--- Selected passage Enclosed Below ---

Studio album by Scooter
- Released: 22 March 2024
- Recorded: 2022–23
- Studio: Sheffield Underground (Hamburg, Germany)
- Length: 42:27
- Label: Sheffield Tunes; Kontor; Virgin;
- Producer: Scooter; Merlin; Benzsoul; Mike Hawkins; Toby Green; Timmy Trumpet;

Scooter chronology
| God Save the Rave (2021) | Open Your Mind and Your Trousers (2024) |  |

Singles from Open Your Mind and Your Trousers
- "Waste Your Youth" Released: 13 January 2023; "Techno Is Back" Released: 14 April 2023; "Constellations" Released: 23 June 2023; "For Those About to Rave" Released: 21 July 2023; "Berliner Luft" Released: 15 September 2023; "Rave & Shout" Released: 1 December 2023; "I Keep Hearing Bingo" Released: 9 February 2024; "Let's Do It Again" Released: 1 March 2024; "Posse Reloaded" Released: 22 March 2024;

= Open Your Mind and Your Trousers =

Open Your Mind and Your Trousers is the 21st studio album by German band Scooter. It was released on 22 March 2024 through Sheffield Tunes, Kontor Records and Virgin Records. This is the first album to feature Marc Blou, who joined the group in 2022, replacing previous member Sebastian Schilde, and the first without Michael Simon, who was with the band from 2006 to 2022. This album also marks the return of Jay Frog, who was previously with the band from 2002 to 2006, then rejoined in 2022. It's his first album with the band since Who's Got the Last Laugh Now? in 2005.

--- End of Enclosed Selected passage ---

### To do
Rewrite the passage on Open Your Mind and Your Trousers between "Open Your Mind and Your Trousers is" and "Now? in 2005.", inclusive, swapping "21st" for "twenty-first". The entries play no part in this.

--- Provided data Enclosed Below ---

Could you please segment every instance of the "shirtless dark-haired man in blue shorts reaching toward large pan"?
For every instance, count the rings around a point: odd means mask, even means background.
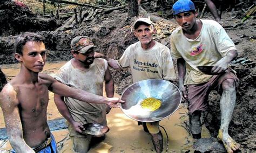
[[[21,64],[19,74],[6,84],[0,95],[5,127],[16,152],[57,152],[56,142],[47,124],[49,91],[91,103],[118,108],[118,98],[104,98],[61,84],[50,75],[39,73],[46,61],[43,37],[24,33],[16,39],[15,58]]]

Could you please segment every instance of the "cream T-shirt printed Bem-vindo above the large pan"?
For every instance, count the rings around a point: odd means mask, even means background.
[[[144,50],[140,41],[130,45],[117,62],[122,68],[131,68],[133,82],[176,79],[170,50],[157,41],[149,50]]]

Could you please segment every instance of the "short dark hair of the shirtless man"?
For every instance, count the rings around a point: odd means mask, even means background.
[[[43,36],[33,33],[33,32],[24,32],[22,34],[19,34],[19,36],[15,40],[15,52],[18,54],[23,55],[23,46],[28,41],[37,41],[37,42],[44,42]]]

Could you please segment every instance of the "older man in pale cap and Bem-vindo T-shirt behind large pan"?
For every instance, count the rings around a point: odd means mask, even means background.
[[[134,83],[146,79],[176,79],[170,50],[152,39],[155,33],[156,29],[149,18],[139,18],[134,24],[134,35],[139,41],[127,47],[119,60],[100,53],[95,53],[95,57],[105,58],[117,70],[130,67]],[[156,151],[161,152],[163,136],[159,130],[159,121],[143,123],[143,126],[145,131],[149,130]]]

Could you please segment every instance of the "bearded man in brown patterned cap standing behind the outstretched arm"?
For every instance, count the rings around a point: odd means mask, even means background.
[[[89,37],[78,36],[73,38],[71,41],[73,59],[59,69],[55,79],[65,85],[101,96],[105,83],[106,96],[112,98],[114,84],[109,66],[105,59],[94,59],[95,48],[97,47],[93,45]],[[85,103],[57,94],[55,94],[54,100],[60,114],[68,120],[73,151],[87,152],[90,149],[91,142],[104,140],[105,137],[96,138],[83,135],[83,124],[101,123],[106,125],[106,114],[110,112],[110,107],[96,103]]]

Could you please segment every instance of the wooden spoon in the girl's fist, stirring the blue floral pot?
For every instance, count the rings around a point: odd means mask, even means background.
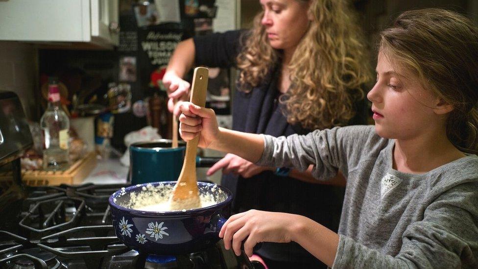
[[[191,102],[198,106],[206,104],[206,90],[208,87],[208,69],[196,67],[192,77]],[[199,136],[186,143],[186,156],[183,169],[169,198],[171,210],[188,210],[200,208],[199,189],[196,180],[196,151]]]

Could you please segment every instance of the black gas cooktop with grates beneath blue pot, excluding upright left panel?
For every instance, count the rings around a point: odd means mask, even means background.
[[[27,196],[11,203],[0,216],[0,266],[254,268],[245,255],[237,257],[225,250],[221,241],[203,251],[178,256],[140,254],[120,244],[110,224],[107,199],[121,187],[125,185],[60,185],[17,190]]]

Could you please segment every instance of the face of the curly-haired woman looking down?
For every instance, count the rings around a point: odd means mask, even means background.
[[[309,27],[309,3],[299,0],[260,0],[261,23],[274,49],[295,49]]]

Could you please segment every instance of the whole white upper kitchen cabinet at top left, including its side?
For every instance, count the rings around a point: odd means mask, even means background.
[[[118,0],[0,0],[0,40],[119,43]]]

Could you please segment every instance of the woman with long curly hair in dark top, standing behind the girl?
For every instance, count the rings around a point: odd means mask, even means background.
[[[230,31],[181,42],[163,79],[173,99],[186,99],[181,77],[193,64],[240,70],[233,129],[272,136],[365,123],[361,86],[368,81],[359,30],[345,0],[261,0],[263,12],[250,31]],[[235,195],[233,211],[300,214],[337,230],[343,189],[316,184],[309,171],[259,167],[228,154],[222,185]],[[343,184],[337,176],[330,184]],[[320,263],[295,243],[264,243],[258,250],[271,267],[310,268]]]

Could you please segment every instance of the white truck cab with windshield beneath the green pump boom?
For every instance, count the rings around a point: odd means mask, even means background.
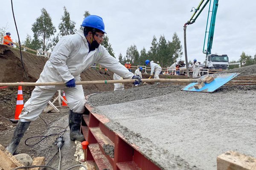
[[[228,70],[227,54],[209,54],[206,58],[206,66],[209,70]]]

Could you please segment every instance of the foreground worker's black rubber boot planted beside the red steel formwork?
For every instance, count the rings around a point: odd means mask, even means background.
[[[70,140],[84,141],[84,135],[80,133],[81,121],[83,114],[74,113],[70,111],[69,127],[70,127]]]

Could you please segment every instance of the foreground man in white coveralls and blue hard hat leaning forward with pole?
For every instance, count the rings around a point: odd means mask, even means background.
[[[15,153],[20,139],[23,137],[31,121],[40,116],[43,109],[56,91],[65,89],[69,113],[70,139],[83,141],[80,133],[82,115],[85,111],[85,97],[82,85],[76,85],[81,81],[80,74],[93,63],[98,63],[105,68],[120,75],[124,79],[137,79],[134,84],[139,84],[141,79],[134,76],[125,66],[116,61],[106,48],[100,45],[103,41],[105,25],[101,17],[90,15],[84,18],[82,25],[84,30],[78,30],[76,34],[63,36],[55,46],[49,60],[44,65],[37,82],[65,82],[63,86],[35,86],[30,99],[25,103],[19,116],[18,124],[10,144],[6,147],[10,153]]]

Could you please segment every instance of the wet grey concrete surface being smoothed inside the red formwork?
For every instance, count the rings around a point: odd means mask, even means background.
[[[165,170],[216,170],[228,150],[256,157],[256,87],[222,87],[215,93],[148,85],[89,97],[111,130]]]

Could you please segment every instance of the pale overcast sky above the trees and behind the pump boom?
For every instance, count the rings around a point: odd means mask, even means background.
[[[183,47],[183,25],[192,16],[192,7],[197,7],[201,0],[13,0],[15,19],[21,41],[26,35],[33,36],[31,26],[41,15],[41,8],[46,8],[56,29],[66,6],[71,20],[79,29],[84,11],[99,15],[105,23],[109,42],[118,57],[123,56],[131,45],[137,45],[138,51],[143,47],[148,51],[152,38],[157,41],[160,35],[172,41],[174,32],[180,38]],[[17,32],[12,17],[11,0],[1,0],[0,28],[7,27],[11,37],[17,40]],[[196,22],[187,27],[188,59],[197,58],[203,62],[204,34],[208,6]],[[227,54],[230,61],[238,60],[242,51],[254,56],[256,54],[256,1],[255,0],[219,0],[212,54]]]

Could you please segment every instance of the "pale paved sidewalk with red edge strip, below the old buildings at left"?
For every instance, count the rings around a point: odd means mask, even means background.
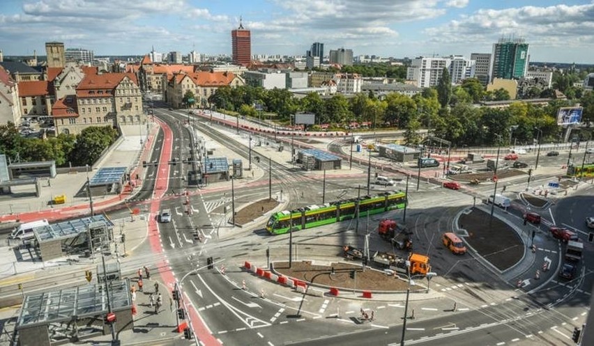
[[[115,143],[102,157],[98,165],[93,168],[125,166],[130,171],[130,177],[134,180],[136,175],[139,178],[144,174],[144,169],[139,163],[147,157],[151,148],[154,146],[153,139],[158,133],[157,123],[149,123],[148,141],[146,127],[139,125],[124,125],[121,127],[123,136]],[[13,223],[15,221],[29,222],[38,219],[48,219],[49,221],[77,217],[90,212],[89,198],[77,197],[79,191],[84,189],[86,180],[93,178],[93,170],[89,167],[86,173],[63,173],[56,175],[56,178],[42,180],[40,196],[24,198],[2,198],[0,199],[0,209],[7,213],[0,216],[0,226],[2,223]],[[140,186],[140,182],[135,182]],[[30,191],[31,187],[15,187],[15,193]],[[137,189],[136,191],[139,191]],[[130,198],[135,191],[130,191],[128,185],[121,194],[107,194],[105,196],[94,196],[93,207],[95,212],[100,212],[105,207],[120,203],[121,200]],[[50,200],[54,196],[66,195],[64,205],[51,205]]]

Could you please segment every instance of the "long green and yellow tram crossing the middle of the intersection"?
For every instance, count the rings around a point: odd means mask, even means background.
[[[296,210],[277,212],[266,223],[266,230],[273,235],[279,235],[289,232],[291,226],[293,230],[302,230],[353,219],[356,217],[357,205],[359,205],[359,217],[403,209],[406,205],[406,194],[404,191],[384,192],[377,196],[363,196],[359,200],[357,198],[339,200],[324,205],[310,205]]]

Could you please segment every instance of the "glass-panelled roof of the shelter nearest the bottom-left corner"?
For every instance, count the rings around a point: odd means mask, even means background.
[[[130,282],[127,279],[111,281],[108,286],[112,310],[131,308]],[[23,301],[16,329],[70,321],[73,316],[103,315],[108,311],[104,283],[31,294]]]

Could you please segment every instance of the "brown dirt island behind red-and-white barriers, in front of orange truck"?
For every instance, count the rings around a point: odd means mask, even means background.
[[[335,274],[332,274],[334,267]],[[343,290],[370,290],[370,291],[403,291],[407,283],[398,276],[388,275],[370,268],[363,269],[360,265],[351,265],[344,262],[331,264],[317,264],[312,261],[293,262],[289,268],[289,262],[275,262],[275,272],[297,278],[307,283],[316,283],[330,288]],[[351,272],[356,270],[355,278],[351,278]],[[412,290],[422,290],[423,287],[412,285]]]

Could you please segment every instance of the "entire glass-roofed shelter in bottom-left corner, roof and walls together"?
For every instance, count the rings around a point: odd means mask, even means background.
[[[52,346],[105,335],[109,333],[105,315],[110,310],[116,315],[116,333],[134,327],[128,279],[27,294],[15,339],[22,346]]]

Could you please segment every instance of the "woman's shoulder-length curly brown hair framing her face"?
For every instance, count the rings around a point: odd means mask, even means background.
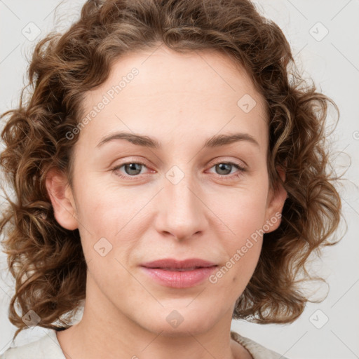
[[[30,309],[39,326],[68,327],[86,295],[86,261],[79,231],[57,223],[46,191],[52,168],[72,185],[72,154],[86,91],[100,86],[111,64],[159,44],[184,52],[217,50],[243,67],[266,100],[269,114],[268,173],[271,188],[288,198],[276,231],[264,234],[262,252],[234,319],[291,323],[309,301],[299,282],[312,252],[333,245],[341,217],[334,170],[325,144],[327,106],[337,105],[308,85],[276,23],[249,0],[88,0],[64,34],[50,32],[36,43],[29,64],[27,100],[1,114],[6,145],[0,165],[15,194],[0,219],[4,252],[15,278],[9,320],[18,332]],[[338,116],[339,118],[339,116]],[[72,133],[75,133],[73,131]],[[276,168],[285,170],[285,181]],[[299,280],[299,274],[304,278]],[[21,313],[15,311],[18,304]],[[56,323],[57,324],[56,324]]]

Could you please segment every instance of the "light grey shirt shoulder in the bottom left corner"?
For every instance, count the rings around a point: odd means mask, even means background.
[[[8,348],[0,359],[65,359],[55,330],[50,330],[40,339],[22,346]]]

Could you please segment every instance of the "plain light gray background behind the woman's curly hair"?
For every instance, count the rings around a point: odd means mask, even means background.
[[[83,0],[0,0],[1,113],[18,105],[27,69],[25,55],[29,58],[34,43],[54,27],[58,31],[65,29],[77,17],[83,3]],[[339,125],[329,140],[334,142],[334,149],[338,151],[333,156],[335,168],[338,172],[347,168],[344,175],[347,181],[341,188],[341,198],[348,231],[341,243],[326,249],[322,259],[313,264],[315,273],[323,276],[330,285],[330,292],[323,302],[309,303],[302,316],[291,325],[233,321],[232,329],[290,359],[359,358],[359,1],[257,0],[255,4],[259,11],[283,29],[299,68],[305,69],[304,76],[313,77],[318,90],[332,97],[339,106]],[[60,22],[54,22],[55,13],[60,16]],[[29,33],[29,26],[35,29],[34,25],[28,25],[29,22],[34,22],[41,31],[34,41],[22,34],[24,28],[24,32]],[[328,34],[323,37],[325,28]],[[32,34],[36,32],[32,31]],[[333,114],[330,111],[332,119]],[[0,198],[0,203],[2,201],[4,198]],[[0,255],[0,273],[2,353],[11,344],[15,332],[7,318],[13,282],[6,273],[3,253]],[[326,288],[320,287],[318,293],[325,292]],[[318,329],[321,325],[323,327]],[[38,327],[26,330],[19,334],[15,344],[33,341],[43,332],[46,330]]]

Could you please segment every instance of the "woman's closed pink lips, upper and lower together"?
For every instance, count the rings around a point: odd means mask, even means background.
[[[199,285],[215,271],[217,264],[203,259],[160,259],[141,265],[144,273],[165,287],[188,288]]]

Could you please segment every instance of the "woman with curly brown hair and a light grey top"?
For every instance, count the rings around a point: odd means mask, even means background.
[[[87,1],[39,41],[2,115],[0,230],[15,336],[50,332],[1,358],[283,358],[231,320],[301,315],[297,272],[341,209],[332,100],[290,65],[247,0]]]

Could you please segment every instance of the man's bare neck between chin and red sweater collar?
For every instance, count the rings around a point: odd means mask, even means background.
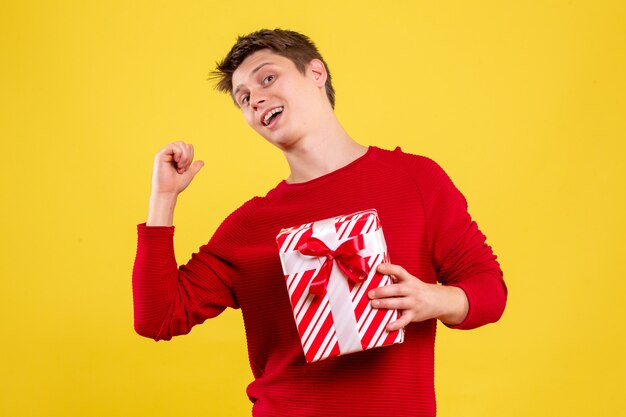
[[[316,132],[283,149],[291,169],[286,181],[310,181],[350,164],[366,152],[367,148],[355,142],[333,114]]]

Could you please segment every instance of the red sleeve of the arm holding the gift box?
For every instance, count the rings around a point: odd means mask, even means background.
[[[423,198],[437,279],[461,288],[469,301],[465,320],[448,327],[473,329],[495,322],[507,298],[500,265],[468,213],[465,197],[439,165],[423,159]]]

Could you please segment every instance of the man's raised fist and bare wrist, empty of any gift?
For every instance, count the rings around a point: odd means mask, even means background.
[[[193,160],[193,146],[174,142],[165,146],[154,157],[152,194],[148,210],[148,226],[171,226],[176,199],[204,166]]]

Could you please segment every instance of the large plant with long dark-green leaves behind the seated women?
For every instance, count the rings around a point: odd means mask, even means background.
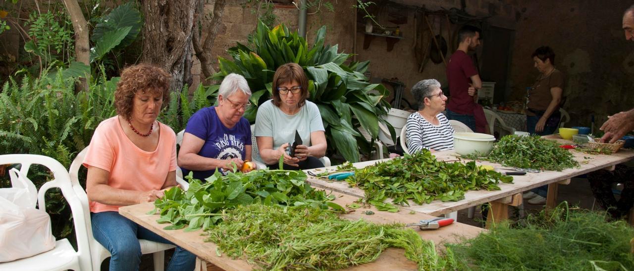
[[[369,152],[372,143],[361,136],[359,127],[370,132],[370,141],[378,136],[378,122],[391,128],[380,118],[390,108],[382,99],[387,89],[381,84],[370,84],[363,75],[369,61],[346,65],[351,54],[337,52],[337,44],[325,45],[325,35],[324,26],[309,47],[303,37],[290,32],[285,25],[271,30],[259,22],[253,35],[254,49],[240,43],[228,49],[233,60],[219,57],[220,72],[214,79],[222,80],[229,73],[238,73],[247,79],[253,92],[250,101],[256,106],[249,108],[245,117],[254,122],[257,106],[271,99],[271,83],[278,66],[299,64],[309,79],[309,100],[320,109],[329,151],[340,153],[348,161],[358,161],[359,146],[361,151]]]

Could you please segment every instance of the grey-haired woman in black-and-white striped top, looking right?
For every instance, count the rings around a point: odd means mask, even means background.
[[[445,151],[453,149],[453,128],[441,111],[447,96],[436,79],[422,80],[411,88],[418,111],[407,118],[405,125],[407,148],[410,153],[421,149]]]

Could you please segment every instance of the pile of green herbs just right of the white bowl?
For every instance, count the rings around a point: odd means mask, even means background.
[[[502,137],[493,145],[491,152],[463,155],[472,160],[488,160],[505,167],[536,168],[539,170],[557,170],[579,167],[573,154],[560,148],[559,143],[543,139],[540,136],[521,137],[509,135]]]

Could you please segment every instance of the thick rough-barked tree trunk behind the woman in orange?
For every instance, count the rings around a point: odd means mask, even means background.
[[[145,27],[141,62],[172,75],[170,88],[180,92],[191,85],[191,36],[194,11],[200,0],[141,0]]]

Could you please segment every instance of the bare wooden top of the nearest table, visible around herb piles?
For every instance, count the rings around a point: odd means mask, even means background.
[[[333,192],[333,194],[335,194],[336,196],[334,202],[338,203],[341,206],[349,205],[358,199],[354,196],[348,196],[339,192]],[[153,208],[154,206],[152,203],[143,203],[139,205],[121,207],[119,208],[119,213],[124,217],[133,220],[137,224],[145,227],[146,229],[152,230],[160,236],[165,237],[165,239],[172,241],[174,244],[187,249],[191,253],[197,255],[199,258],[213,263],[217,267],[223,268],[224,270],[251,270],[253,268],[244,260],[233,260],[226,255],[218,256],[216,254],[216,244],[206,243],[204,241],[206,237],[201,236],[203,234],[202,230],[197,230],[195,232],[184,232],[184,230],[182,229],[164,230],[163,228],[167,224],[158,224],[156,222],[156,220],[159,218],[159,215],[146,214]],[[363,214],[362,212],[366,210],[373,211],[375,214]],[[341,215],[341,217],[349,220],[358,220],[360,218],[363,218],[367,221],[377,224],[387,224],[394,222],[415,223],[418,222],[418,220],[432,218],[430,215],[425,215],[423,213],[410,214],[404,211],[401,211],[399,213],[378,211],[373,206],[361,207],[352,213]],[[412,228],[417,229],[415,227]],[[460,237],[474,237],[477,236],[477,234],[479,234],[481,231],[482,229],[478,227],[460,224],[457,222],[436,230],[417,229],[418,234],[423,239],[434,241],[434,243],[436,244],[442,244],[444,242],[455,242],[458,241]],[[440,248],[440,246],[437,246],[436,248]],[[403,249],[390,248],[381,253],[381,255],[375,262],[351,267],[348,268],[348,270],[417,270],[417,265],[416,263],[411,262],[410,260],[407,260],[407,258],[405,258]]]

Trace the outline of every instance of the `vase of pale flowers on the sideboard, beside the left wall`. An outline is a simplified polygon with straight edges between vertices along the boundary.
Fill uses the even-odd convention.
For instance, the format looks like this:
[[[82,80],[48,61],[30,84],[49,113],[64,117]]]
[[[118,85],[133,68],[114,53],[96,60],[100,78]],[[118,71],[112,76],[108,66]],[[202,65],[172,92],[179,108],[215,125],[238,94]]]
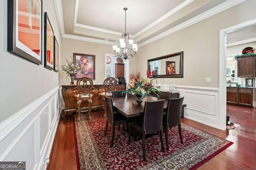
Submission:
[[[71,78],[70,84],[74,84],[74,76],[76,76],[76,74],[80,68],[79,68],[78,64],[74,64],[74,61],[72,58],[71,58],[71,61],[68,61],[68,59],[66,59],[66,62],[68,63],[68,65],[62,65],[62,66],[60,66],[60,68],[62,68],[62,71],[66,72],[66,74],[68,74],[68,76],[70,76],[70,78]],[[68,76],[67,76],[67,78],[68,78]]]

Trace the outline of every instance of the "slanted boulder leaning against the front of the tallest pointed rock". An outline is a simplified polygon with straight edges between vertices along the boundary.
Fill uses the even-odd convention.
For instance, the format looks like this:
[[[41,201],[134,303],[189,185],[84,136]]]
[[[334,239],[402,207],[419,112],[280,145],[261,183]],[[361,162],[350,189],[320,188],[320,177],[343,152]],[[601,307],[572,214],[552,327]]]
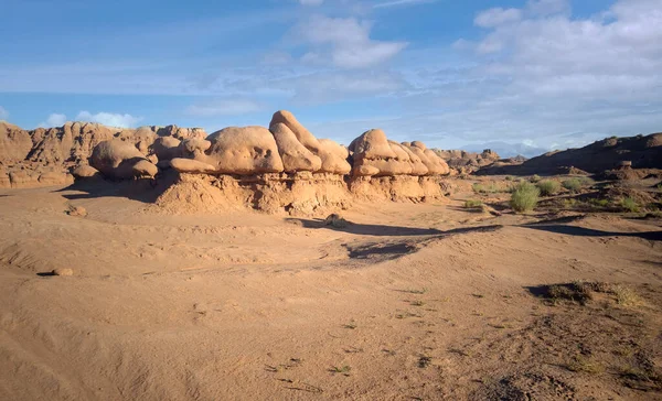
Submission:
[[[285,123],[275,123],[269,130],[274,134],[278,153],[282,159],[282,166],[287,173],[316,172],[322,167],[322,160],[303,147]]]

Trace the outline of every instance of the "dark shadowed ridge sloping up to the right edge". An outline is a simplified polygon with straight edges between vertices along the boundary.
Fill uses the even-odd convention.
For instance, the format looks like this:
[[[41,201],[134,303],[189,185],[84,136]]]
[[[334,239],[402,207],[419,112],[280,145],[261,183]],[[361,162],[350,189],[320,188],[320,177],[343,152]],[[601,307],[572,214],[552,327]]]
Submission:
[[[554,175],[568,172],[601,174],[627,164],[631,169],[662,169],[662,133],[611,137],[579,149],[548,152],[521,164],[494,163],[479,175]]]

--- End of Enclosed Provided data ---

### Task solution
Open Your Mind and Your Trousers is the twenty-first studio album by German band Scooter. It was released on 22 March 2024 through Sheffield Tunes, Kontor Records and Virgin Records. This is the first album to feature Marc Blou, who joined the group in 2022, replacing previous member Sebastian Schilde, and the first without Michael Simon, who was with the band from 2006 to 2022. This album also marks the return of Jay Frog, who was previously with the band from 2002 to 2006, then rejoined in 2022. It's his first album with the band since Who's Got the Last Laugh Now? in 2005.